======== Records supplied
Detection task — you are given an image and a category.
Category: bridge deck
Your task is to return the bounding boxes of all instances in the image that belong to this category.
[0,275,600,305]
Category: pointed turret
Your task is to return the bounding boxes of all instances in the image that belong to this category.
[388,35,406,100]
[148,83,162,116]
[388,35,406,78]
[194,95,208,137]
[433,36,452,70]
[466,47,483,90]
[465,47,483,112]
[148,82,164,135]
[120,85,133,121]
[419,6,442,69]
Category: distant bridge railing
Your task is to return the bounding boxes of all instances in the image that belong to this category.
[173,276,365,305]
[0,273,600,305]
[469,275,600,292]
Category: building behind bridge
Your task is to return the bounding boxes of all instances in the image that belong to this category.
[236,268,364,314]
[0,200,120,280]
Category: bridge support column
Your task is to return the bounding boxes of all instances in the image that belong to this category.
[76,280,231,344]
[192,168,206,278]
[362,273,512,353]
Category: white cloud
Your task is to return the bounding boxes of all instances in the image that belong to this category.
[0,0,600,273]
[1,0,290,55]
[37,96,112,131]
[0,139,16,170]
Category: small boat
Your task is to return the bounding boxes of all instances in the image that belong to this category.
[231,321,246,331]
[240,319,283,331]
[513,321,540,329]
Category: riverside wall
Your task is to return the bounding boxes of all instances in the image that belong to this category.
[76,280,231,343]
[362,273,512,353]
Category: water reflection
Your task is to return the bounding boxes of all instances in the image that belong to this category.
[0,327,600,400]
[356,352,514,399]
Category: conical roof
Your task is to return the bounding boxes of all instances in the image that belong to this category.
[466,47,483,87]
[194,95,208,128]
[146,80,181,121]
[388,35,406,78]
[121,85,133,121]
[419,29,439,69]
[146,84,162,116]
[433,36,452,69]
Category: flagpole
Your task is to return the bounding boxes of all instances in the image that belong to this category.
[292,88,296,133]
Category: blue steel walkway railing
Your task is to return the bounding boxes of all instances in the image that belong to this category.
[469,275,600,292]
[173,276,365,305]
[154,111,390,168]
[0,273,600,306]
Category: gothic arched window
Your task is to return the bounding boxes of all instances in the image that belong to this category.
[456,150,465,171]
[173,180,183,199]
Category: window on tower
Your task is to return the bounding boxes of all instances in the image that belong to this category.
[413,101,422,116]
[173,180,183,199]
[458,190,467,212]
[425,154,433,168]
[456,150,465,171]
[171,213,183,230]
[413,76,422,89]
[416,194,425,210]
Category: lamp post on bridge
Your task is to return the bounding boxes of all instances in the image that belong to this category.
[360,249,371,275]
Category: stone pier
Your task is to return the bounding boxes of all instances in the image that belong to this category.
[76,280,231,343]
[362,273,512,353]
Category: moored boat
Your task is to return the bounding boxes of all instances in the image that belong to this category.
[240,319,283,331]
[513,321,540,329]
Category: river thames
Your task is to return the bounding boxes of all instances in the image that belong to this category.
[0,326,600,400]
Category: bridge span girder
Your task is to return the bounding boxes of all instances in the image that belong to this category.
================
Quote word for word every line starting with the one that contains "Category: distant bridge railing" and going on through the one that contains "[356,352,514,399]", with both of those lines included.

Category: distant bridge railing
Your task is to return the bounding boxes of all instances in the image that belong to this category.
[173,276,365,305]
[0,273,600,305]
[469,275,600,292]
Category: building behind bridge
Your task is to return the bounding boxes of all instances in the image that belong to this category.
[236,268,364,314]
[0,200,120,280]
Category: bridge support column
Your task is to return the bounding boxes of all instances in the image that belong to this category.
[76,280,231,344]
[192,168,206,278]
[362,273,512,353]
Category: white cloud
Your task is to return the bounding boxes of all instances in the image that belong to this category.
[0,0,600,273]
[1,0,290,55]
[37,96,112,131]
[0,139,16,170]
Category: small boat
Your task is to return the bounding boxes of all instances in the image that belong to this category.
[231,321,246,331]
[240,319,283,331]
[513,321,540,329]
Category: riverside wall
Your task is to return the bounding boxes of all instances in the image that belong to this category.
[76,280,231,343]
[362,273,512,353]
Category: water reflection
Your task is to return the bounding boxes of all instances in the image that belong to this category.
[0,327,600,400]
[356,352,514,399]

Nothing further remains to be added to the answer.